Challenge 1: According to the article on Brazil's military, what did the military take over in Rio de Janeiro state in February?

Crisis-Weary Military Becomes More Vocal as Brazil Voting Nears

(Bloomberg) -- Brazilian President Michel Temer last week mulled replacing the interim defense minister, a four-star Army general, with a professor of philosophy. The military was quick to give a thumbs down.

"Are you crazy?" read the message from a top-ranking officer to a presidential aide. Temer opted to keep the general on for the time being.

The episode illustrates how the armed forces in Latin America’s largest nation are becoming increasingly vocal and assertive, some 33 years after the end of military rule. In February, they took over public security in Rio de Janeiro state; last week General Eduardo Villas Boas, commander of the Army, shocked the nation with a message essentially warning the Supreme Court not to grant former President Luiz Inacio Lula da Silva’s appeal to stay out of jail.

Brazil Army Wakes From Decades-Old Slumber as Elections Near

The military’s elevated profile on the national scene coincides with a discernible shift among Brazilians to the political right and growing disillusionment with democracy. Brazilians’ satisfaction with democracy is the lowest in Latin America, according to a Latinobarometro poll published in January, while other polls show them ranking the church and the military as the institutions in which they have the greatest confidence.

The most popular presidential hopeful after Lula is former Army Captain Jair Bolsonaro, who advocates getting tough on crime by handing out guns and denies the 1964-85 military regime was a dictatorship.

The president’s press office didn’t reply to a request for comment when asked about the naming of a defense minister and suggestion that the military had grown stronger with the government in a weaker position.

Discontent with corruption, uncertainty ahead of the October presidential election and growing violence has spilled from the barracks into the open. Many officers were dismayed by the risk that Lula, who as president promoted an inquiry of human rights violations during the 1964-85 dictatorship, could avoid prison for a corruption conviction and possibly return to power.

Data entries
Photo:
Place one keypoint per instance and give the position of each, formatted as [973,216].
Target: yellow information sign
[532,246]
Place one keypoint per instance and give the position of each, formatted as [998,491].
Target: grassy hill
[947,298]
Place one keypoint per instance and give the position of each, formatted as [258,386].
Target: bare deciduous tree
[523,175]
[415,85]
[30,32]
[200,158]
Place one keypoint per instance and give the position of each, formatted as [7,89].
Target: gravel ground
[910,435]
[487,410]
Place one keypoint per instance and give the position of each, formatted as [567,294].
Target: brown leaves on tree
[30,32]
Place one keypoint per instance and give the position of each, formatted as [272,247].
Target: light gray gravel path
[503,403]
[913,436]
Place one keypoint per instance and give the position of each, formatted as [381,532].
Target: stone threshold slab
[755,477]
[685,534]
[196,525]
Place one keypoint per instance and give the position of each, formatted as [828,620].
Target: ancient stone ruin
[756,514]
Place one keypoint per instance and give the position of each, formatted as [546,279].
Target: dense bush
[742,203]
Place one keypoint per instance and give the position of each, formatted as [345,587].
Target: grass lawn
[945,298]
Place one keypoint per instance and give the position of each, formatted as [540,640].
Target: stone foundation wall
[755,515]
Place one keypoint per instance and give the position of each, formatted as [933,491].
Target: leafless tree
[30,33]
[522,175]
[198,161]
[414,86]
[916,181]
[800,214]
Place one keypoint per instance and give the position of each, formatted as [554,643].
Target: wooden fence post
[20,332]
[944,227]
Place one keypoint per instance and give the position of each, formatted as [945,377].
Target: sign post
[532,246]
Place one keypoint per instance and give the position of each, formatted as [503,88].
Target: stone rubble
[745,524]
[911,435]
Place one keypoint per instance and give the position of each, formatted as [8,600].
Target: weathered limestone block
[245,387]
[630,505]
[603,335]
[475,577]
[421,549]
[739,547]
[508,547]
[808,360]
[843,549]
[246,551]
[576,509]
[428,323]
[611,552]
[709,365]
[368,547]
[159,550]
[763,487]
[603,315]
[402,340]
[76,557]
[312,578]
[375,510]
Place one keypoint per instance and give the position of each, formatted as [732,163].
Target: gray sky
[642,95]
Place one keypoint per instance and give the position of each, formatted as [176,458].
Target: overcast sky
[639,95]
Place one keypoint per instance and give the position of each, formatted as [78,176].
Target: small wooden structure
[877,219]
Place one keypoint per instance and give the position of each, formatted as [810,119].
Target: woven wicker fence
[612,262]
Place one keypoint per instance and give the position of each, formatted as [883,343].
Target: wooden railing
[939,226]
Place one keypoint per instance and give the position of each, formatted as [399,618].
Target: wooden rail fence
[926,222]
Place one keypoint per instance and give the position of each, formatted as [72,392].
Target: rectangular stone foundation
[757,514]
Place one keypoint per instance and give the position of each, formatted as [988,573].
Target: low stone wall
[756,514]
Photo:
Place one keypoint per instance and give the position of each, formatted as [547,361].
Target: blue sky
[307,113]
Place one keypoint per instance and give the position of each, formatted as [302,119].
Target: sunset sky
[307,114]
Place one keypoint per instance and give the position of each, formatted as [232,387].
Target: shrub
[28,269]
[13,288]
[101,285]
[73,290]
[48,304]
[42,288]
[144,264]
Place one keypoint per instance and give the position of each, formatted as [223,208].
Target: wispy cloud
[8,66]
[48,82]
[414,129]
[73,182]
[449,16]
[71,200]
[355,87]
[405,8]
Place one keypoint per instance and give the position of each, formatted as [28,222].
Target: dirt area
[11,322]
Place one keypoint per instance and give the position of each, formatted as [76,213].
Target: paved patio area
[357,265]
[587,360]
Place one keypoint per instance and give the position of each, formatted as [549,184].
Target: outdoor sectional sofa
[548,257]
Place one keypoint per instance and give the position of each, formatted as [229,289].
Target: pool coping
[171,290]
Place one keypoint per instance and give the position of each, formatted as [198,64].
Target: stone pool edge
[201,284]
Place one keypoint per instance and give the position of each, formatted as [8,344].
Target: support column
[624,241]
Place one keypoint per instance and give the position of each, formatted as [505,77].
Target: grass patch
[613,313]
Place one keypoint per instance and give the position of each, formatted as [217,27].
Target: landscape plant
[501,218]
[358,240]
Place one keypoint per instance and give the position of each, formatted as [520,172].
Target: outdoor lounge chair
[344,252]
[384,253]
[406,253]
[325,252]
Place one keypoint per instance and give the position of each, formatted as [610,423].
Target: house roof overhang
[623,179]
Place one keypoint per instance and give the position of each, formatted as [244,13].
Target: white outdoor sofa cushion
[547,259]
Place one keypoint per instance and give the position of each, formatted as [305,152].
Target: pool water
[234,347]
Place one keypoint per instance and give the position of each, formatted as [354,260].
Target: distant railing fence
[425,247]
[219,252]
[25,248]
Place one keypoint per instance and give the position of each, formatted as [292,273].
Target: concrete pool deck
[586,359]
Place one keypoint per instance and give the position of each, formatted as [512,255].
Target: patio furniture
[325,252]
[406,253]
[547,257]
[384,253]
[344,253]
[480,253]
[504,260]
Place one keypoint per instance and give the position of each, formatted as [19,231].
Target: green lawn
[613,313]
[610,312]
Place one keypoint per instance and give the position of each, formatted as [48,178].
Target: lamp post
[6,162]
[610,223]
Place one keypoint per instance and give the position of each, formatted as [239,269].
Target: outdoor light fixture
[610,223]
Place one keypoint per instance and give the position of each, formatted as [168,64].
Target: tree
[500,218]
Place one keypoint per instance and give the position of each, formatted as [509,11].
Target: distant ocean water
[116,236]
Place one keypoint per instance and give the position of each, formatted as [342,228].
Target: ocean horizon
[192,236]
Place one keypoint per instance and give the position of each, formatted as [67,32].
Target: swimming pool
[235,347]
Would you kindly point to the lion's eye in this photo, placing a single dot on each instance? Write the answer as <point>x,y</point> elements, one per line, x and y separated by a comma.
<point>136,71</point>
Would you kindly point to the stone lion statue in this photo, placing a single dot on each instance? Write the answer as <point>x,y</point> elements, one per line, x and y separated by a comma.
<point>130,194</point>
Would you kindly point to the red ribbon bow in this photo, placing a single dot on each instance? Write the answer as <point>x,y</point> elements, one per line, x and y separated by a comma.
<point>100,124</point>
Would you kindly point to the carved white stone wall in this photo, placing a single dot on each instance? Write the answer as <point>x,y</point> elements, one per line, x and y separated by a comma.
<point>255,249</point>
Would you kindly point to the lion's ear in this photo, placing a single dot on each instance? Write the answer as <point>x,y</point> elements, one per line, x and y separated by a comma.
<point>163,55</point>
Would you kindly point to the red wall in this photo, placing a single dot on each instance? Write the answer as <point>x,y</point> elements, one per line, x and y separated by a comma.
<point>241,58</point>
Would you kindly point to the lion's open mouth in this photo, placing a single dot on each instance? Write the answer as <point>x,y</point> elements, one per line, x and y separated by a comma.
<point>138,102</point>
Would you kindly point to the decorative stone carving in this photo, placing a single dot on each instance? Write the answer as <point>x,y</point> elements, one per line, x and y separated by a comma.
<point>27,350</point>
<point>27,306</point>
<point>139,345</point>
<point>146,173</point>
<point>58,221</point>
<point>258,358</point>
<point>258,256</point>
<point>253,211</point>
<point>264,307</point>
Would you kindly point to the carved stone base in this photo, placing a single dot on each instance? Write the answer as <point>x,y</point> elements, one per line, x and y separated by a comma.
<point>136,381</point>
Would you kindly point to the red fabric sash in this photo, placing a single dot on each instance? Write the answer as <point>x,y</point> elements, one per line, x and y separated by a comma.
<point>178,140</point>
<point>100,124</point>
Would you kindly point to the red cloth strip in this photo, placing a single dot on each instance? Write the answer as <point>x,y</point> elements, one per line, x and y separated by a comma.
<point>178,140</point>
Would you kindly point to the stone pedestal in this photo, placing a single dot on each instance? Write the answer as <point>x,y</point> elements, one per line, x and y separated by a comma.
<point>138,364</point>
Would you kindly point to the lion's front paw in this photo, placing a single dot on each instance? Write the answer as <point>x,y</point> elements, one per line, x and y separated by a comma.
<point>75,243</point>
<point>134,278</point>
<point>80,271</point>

Challenge 2: Pick out each line of the data entries that contains the string "post".

Correct result 1: Public security in Rio de Janeiro state.

Correct result 2:
Target: wooden fence post
Target: sign post
Target: lamp post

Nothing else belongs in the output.